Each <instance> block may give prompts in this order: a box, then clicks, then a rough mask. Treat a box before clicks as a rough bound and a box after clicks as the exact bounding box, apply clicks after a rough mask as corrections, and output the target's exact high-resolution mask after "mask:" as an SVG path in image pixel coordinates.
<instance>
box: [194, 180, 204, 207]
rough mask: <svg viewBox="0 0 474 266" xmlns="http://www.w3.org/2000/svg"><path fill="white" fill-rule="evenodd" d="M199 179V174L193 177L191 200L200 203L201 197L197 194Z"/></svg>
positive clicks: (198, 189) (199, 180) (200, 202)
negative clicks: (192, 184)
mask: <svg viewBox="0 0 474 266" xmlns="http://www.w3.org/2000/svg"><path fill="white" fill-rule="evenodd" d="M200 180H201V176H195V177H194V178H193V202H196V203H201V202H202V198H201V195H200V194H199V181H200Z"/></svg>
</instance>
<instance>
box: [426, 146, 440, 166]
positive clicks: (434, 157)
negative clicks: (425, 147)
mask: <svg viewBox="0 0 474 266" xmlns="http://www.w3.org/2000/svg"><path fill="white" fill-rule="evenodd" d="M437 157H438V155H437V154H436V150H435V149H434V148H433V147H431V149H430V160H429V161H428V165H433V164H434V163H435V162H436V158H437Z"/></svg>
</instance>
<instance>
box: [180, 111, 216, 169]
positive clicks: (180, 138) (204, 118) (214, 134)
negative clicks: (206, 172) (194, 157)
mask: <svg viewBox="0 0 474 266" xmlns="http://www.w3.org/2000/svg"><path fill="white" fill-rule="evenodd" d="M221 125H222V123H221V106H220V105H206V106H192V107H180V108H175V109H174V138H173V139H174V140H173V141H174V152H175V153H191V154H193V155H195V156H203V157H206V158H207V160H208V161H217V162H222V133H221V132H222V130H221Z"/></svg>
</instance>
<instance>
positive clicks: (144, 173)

■ ACTION ITEM: Copy out every line of the entries above, character for character, from the first to the last.

■ ANSWER BOX:
Each <instance> block may give prompts in this order: a box, then clicks, then a rough mask. Treat a box before clicks as a rough bound and a box after clicks as the exact bounding box, apply clicks after a rough mask as corrections, and output the target's exact high-resolution mask after "mask:" as an SVG path in image pixel coordinates.
<instance>
box: [194, 180, 204, 207]
rough mask: <svg viewBox="0 0 474 266" xmlns="http://www.w3.org/2000/svg"><path fill="white" fill-rule="evenodd" d="M199 179V174L193 177L191 200L200 203L201 197L197 194Z"/></svg>
positive clicks: (198, 189) (199, 180) (200, 202)
negative clicks: (192, 184)
mask: <svg viewBox="0 0 474 266" xmlns="http://www.w3.org/2000/svg"><path fill="white" fill-rule="evenodd" d="M200 180H201V176H195V177H194V178H193V202H196V203H201V202H202V198H201V195H200V194H199V181H200Z"/></svg>
</instance>
<instance>
box: [426, 146, 440, 166]
positive clicks: (434, 157)
negative clicks: (425, 147)
mask: <svg viewBox="0 0 474 266" xmlns="http://www.w3.org/2000/svg"><path fill="white" fill-rule="evenodd" d="M437 157H438V155H437V154H436V150H435V149H434V148H433V147H431V149H430V160H429V161H428V165H433V164H434V163H435V162H436V158H437Z"/></svg>
</instance>
<instance>
box: [180, 111, 216, 169]
positive clicks: (180, 138) (204, 118) (214, 134)
negative clicks: (206, 172) (194, 157)
mask: <svg viewBox="0 0 474 266" xmlns="http://www.w3.org/2000/svg"><path fill="white" fill-rule="evenodd" d="M221 125H222V123H221V106H220V105H206V106H192V107H180V108H175V109H174V138H173V139H174V140H173V141H174V152H175V153H191V154H193V155H195V156H203V157H206V158H207V160H208V161H217V162H222V133H221V132H222V130H221Z"/></svg>
</instance>
<instance>
positive clicks: (144, 173)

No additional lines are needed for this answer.